═══ Supplied text
How to Clean Snowmobile Boots

Good snowmobile boots don’t come cheap. So, it makes perfect sense to keep your snowmobile boots in tip-top position. Well-maintained snow boots give you more wear. That’s why you should learn how to clean snowmobile boots.

Maybe your skimobile riding boots are also stinking smelly and you’re wondering how you could remove the odors? I’ll show you how to remove the dirt, salt, and mud that got onto your snowmobile boots during the winter season. I’ll also show you how to deodorize those snow boots so they stop smelling like some dead, rotted animal.

How to Clean Dirty Snowmobile Boots

You enjoyed many adventurous rides through tons of white gold in the winter and even hero snow in the spring.

It was a terrific time to be alive and sledding down snowy slopes. But nothing lasts forever, you know. It’s time to show your boots some love.

And here’s supplies you’ll need to do a thorough clean of your snowmobile boots. You see, all of them are inexpensively available.
══════
═══ Records
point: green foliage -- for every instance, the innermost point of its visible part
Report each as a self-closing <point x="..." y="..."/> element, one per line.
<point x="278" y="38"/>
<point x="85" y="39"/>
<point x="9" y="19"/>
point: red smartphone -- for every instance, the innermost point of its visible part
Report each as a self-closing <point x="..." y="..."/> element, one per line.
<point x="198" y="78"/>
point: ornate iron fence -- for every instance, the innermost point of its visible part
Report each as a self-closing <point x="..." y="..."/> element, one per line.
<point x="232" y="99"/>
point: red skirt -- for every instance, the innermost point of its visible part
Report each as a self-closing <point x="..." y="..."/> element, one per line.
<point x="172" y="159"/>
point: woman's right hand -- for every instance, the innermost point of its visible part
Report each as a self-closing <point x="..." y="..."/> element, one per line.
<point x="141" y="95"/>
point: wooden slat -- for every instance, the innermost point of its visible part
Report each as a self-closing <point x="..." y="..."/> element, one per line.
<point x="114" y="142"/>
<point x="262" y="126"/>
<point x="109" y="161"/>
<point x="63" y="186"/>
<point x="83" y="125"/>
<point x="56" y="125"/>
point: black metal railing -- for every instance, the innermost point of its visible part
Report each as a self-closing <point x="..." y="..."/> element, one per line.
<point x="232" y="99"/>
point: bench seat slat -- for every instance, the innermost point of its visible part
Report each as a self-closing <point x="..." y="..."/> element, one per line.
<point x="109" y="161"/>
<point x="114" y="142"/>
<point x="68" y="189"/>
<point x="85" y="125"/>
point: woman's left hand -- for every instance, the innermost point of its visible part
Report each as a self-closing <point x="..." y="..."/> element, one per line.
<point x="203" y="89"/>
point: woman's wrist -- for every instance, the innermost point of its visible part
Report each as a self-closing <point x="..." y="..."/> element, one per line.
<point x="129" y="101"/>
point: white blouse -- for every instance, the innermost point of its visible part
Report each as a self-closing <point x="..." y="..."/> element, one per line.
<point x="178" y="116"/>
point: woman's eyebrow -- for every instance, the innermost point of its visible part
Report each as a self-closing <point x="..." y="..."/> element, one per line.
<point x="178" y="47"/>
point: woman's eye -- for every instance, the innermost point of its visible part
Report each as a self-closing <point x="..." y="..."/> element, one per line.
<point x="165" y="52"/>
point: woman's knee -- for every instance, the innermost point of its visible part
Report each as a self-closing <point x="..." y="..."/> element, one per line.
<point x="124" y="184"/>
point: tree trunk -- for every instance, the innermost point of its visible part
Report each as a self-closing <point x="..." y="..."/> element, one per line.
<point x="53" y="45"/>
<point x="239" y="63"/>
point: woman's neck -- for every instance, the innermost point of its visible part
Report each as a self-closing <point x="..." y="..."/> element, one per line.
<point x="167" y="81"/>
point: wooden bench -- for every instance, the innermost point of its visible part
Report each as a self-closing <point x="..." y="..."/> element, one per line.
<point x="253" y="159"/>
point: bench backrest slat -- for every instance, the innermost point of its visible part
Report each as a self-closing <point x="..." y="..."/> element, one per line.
══════
Required actions ::
- a) Set down the passage of the snowmobile boots text word for word, starting with "Maybe your skimobile" and going on through "dead, rotted animal.".
- b) Pick up the snowmobile boot cleaning guide after its last sentence and carry it forward.

Answers to the problems ::
- a)
Maybe your skimobile riding boots are also stinking smelly and you’re wondering how you could remove the odors? I’ll show you how to remove the dirt, salt, and mud that got onto your snowmobile boots during the winter season. I’ll also show you how to deodorize those snow boots so they stop smelling like some dead, rotted animal.

- b)
  • Some warm water
  • Baking soda
  • Hydrogen peroxide
  • An old toothbrush
  • A tub
  • Some detergent or laundry soap
  • A clean dry towel
  • A couple sponges
  • A few soft, dry cloths
  • Some white vinegar

Now that you got everything you need to get your snowmobile boots squeaky clean, let’s get down to work.

Follow the steps below.

Step 1: Take off the Insoles

Some snowmobile boots come with removable insoles. One reason to always choose a pair of snowmobile boots with removable inserts is that cleaning such boots is a breeze. Snowmobile boots also tend to dry faster without the inserts.

So, remove the inserts if your boots have them. That should be easy for pretty much all sledding boot brands.

Step 2: Dry Your Boots’ Insoles

With all the moisture that got into your boot, I bet there are bacteria thriving on your inserts. You may not see these micro-organisms, but that doesn’t they’re not there. Leaving your insoles to air out or dry in the sun is an extremely effective way to annihilate those bacteria.

Step 3: Remove Stains from Your Snow Boots

When enjoying a great ride on your sled, it’s difficult to think of little issues. Little issues such as sand and dirt mixing with water to form stains. And that’s where a mixed paste of baking soda and hydrogen peroxide comes in.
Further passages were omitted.